■ **DATA PROVIDED**:
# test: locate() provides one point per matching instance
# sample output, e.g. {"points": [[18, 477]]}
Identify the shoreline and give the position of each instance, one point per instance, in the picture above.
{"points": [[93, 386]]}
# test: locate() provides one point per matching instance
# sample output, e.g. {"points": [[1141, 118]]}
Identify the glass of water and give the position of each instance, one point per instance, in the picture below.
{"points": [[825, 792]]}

...

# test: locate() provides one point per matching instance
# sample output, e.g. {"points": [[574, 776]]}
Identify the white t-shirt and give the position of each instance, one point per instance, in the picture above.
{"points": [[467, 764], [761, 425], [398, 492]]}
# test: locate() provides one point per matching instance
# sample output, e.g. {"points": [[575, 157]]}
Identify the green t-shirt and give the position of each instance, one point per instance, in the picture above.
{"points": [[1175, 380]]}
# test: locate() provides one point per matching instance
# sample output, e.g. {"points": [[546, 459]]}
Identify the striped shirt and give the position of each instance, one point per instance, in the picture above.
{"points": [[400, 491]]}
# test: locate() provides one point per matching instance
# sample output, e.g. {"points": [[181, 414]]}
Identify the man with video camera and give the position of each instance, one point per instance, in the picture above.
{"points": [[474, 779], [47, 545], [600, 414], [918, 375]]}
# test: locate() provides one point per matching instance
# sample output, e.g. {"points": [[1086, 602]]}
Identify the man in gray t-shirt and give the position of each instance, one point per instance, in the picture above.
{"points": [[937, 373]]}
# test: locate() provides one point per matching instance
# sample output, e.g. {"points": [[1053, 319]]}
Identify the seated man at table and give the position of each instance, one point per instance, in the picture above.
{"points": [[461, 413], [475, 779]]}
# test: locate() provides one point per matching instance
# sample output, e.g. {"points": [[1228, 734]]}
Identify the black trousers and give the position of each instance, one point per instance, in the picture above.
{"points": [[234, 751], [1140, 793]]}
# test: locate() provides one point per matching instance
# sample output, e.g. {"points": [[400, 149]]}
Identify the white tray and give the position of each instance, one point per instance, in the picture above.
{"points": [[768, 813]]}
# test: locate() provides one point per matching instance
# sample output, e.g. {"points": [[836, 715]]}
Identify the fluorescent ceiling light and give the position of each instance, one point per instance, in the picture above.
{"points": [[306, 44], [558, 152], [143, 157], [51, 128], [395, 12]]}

■ **EXERCISE OBJECTIVE**: The answer must be every line of the records that contains the word "output".

■ **EXPECTED ANSWER**:
# sample output, e.g. {"points": [[18, 477]]}
# sample output, e.g. {"points": [[1141, 118]]}
# sample output, e.g. {"points": [[574, 776]]}
# sample output, e.g. {"points": [[575, 157]]}
# sample output, e.g. {"points": [[546, 459]]}
# sample output, e.g. {"points": [[181, 414]]}
# sample output, e.g. {"points": [[1086, 602]]}
# sample output, e.g. {"points": [[1053, 319]]}
# sample output, e.g. {"points": [[1228, 734]]}
# sample output, e.g. {"points": [[400, 149]]}
# sample output, e.g. {"points": [[836, 715]]}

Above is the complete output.